What you have to do: Copy the lines of these entries word for word. Start at the line that has "Q: Point out the man in navy" and stop after the line that has "[538,215,637,562]".

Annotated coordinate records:
▶

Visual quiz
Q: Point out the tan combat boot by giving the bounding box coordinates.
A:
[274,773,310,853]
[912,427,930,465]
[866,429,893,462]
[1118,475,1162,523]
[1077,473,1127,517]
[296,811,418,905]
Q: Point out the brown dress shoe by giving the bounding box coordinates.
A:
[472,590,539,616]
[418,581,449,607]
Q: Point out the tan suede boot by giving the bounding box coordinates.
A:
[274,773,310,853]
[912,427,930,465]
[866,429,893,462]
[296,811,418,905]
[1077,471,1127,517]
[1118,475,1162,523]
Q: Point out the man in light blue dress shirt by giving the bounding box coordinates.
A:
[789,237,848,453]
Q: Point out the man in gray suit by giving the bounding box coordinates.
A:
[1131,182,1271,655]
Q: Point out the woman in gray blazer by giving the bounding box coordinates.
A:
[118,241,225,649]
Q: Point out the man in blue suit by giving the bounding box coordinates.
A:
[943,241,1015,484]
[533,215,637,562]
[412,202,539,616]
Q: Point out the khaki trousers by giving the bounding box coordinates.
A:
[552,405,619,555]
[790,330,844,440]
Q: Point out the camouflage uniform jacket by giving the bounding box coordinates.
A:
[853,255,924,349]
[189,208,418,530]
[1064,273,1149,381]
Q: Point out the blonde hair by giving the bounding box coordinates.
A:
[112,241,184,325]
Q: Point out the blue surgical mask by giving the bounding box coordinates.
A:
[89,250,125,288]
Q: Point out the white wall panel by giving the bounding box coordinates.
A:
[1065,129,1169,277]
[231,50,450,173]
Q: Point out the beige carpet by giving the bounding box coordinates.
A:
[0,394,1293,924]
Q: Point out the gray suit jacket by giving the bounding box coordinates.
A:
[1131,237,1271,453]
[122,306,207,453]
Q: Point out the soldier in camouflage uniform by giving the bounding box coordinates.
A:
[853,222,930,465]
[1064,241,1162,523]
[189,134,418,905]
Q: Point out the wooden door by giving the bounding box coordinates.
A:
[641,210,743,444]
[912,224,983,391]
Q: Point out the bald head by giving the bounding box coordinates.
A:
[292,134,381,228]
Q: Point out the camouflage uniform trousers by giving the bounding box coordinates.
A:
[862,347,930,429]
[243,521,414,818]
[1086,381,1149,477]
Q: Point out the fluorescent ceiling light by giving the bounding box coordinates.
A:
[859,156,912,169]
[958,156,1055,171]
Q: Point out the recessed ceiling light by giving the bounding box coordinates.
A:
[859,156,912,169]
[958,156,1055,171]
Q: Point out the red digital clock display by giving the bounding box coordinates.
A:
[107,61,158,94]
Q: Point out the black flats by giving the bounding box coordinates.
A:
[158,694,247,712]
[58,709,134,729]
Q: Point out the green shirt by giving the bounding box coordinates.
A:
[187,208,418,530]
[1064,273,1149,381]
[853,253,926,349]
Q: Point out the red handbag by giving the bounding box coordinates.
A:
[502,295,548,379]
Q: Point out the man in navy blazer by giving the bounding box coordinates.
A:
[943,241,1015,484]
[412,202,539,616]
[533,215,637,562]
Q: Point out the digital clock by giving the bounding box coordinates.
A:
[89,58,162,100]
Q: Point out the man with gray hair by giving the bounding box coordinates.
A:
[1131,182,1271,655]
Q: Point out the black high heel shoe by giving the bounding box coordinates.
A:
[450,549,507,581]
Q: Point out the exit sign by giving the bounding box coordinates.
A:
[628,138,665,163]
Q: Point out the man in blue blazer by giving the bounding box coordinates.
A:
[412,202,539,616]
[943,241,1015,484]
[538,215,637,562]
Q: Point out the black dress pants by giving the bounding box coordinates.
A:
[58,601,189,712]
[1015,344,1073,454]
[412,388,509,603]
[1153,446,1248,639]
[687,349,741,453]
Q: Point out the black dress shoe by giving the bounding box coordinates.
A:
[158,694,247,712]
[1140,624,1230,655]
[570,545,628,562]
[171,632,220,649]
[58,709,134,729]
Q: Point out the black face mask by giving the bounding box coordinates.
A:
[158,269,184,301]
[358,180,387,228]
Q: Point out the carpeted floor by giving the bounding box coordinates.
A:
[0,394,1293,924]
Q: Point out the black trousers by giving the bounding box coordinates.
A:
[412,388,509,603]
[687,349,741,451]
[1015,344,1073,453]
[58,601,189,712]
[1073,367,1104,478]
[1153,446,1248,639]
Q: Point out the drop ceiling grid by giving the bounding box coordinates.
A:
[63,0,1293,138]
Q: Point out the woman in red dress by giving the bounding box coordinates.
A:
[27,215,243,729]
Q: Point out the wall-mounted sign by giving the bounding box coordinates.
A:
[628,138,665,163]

◀
▶

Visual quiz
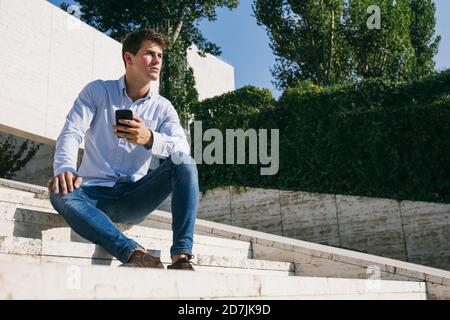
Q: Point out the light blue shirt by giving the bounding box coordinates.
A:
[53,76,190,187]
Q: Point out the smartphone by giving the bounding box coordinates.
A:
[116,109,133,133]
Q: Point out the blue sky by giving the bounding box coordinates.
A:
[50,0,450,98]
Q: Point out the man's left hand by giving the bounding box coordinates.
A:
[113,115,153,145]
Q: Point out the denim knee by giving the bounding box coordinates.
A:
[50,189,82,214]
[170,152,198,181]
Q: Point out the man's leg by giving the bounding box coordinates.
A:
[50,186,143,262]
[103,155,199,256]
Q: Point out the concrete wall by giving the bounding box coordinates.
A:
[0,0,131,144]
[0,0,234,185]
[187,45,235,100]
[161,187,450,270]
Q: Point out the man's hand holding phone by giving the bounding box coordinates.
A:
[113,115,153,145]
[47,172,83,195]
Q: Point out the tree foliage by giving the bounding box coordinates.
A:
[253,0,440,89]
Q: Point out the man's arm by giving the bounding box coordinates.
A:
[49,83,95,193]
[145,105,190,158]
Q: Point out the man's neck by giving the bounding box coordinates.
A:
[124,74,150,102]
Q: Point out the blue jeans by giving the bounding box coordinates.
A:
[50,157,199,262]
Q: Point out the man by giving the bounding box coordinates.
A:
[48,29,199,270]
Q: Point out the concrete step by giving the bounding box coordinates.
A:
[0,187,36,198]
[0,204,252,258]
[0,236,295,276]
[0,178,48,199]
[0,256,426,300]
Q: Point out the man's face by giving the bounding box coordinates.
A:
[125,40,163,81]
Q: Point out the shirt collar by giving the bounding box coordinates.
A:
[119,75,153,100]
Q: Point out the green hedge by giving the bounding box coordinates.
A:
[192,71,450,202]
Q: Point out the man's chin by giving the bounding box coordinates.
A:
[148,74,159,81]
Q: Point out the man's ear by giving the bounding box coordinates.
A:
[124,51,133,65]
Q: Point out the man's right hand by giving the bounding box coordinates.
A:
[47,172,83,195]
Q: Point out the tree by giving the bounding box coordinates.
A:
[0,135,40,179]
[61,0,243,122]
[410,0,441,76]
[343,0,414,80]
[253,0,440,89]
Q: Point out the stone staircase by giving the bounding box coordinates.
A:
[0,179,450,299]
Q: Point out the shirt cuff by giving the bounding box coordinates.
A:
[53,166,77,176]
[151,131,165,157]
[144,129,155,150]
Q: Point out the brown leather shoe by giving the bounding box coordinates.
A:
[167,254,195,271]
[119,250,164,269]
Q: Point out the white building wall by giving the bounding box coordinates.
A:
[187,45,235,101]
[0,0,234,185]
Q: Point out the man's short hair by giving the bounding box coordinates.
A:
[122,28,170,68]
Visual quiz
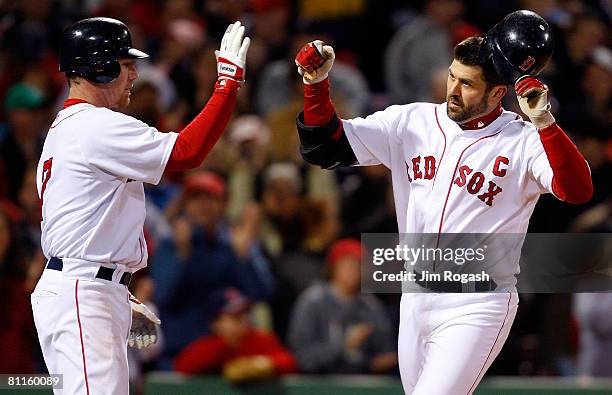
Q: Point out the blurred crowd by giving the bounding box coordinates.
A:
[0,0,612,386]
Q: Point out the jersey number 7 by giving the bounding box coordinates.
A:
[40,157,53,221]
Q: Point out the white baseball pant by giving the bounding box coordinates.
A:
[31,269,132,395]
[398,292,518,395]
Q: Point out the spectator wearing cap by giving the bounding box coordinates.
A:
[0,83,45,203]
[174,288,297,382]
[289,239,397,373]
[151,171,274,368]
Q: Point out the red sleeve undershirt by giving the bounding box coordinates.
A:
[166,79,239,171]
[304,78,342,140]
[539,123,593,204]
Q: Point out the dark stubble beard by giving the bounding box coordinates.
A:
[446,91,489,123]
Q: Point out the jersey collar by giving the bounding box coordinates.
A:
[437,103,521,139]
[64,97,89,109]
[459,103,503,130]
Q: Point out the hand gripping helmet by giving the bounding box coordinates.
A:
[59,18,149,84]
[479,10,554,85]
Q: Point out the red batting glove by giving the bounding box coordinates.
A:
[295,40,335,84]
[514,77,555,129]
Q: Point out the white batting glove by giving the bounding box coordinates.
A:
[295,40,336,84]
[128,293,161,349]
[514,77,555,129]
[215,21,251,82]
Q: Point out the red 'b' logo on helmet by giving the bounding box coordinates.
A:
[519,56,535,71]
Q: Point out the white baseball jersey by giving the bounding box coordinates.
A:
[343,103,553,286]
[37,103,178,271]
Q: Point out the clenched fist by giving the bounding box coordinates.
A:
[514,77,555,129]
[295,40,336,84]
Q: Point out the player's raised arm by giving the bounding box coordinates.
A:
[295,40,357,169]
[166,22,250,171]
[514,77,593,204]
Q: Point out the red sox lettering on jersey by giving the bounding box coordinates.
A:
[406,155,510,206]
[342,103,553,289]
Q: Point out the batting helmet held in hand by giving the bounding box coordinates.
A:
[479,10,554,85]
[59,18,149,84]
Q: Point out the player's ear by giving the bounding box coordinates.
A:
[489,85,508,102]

◀
▶

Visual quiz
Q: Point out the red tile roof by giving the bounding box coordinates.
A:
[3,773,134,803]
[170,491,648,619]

◀

Correct answer:
Q: Point out the man in navy blazer by giving the bounding box coordinates.
A:
[943,241,1015,484]
[412,202,539,616]
[533,215,637,562]
Q: Point out the digital clock by giving the bounding box coordinates.
A:
[89,58,162,100]
Q: Point out the man with gray hair by giving the bounding box coordinates.
A:
[1131,182,1271,655]
Q: Point out the black high heel shoe by giving the bounding box coordinates.
A:
[450,549,507,581]
Q: Point out the exit sign by giving the bounding box coordinates.
A:
[628,138,665,163]
Q: Point out the man in blue blazer by giving the bounding box coordinates.
A:
[412,202,539,616]
[943,241,1015,484]
[538,215,637,562]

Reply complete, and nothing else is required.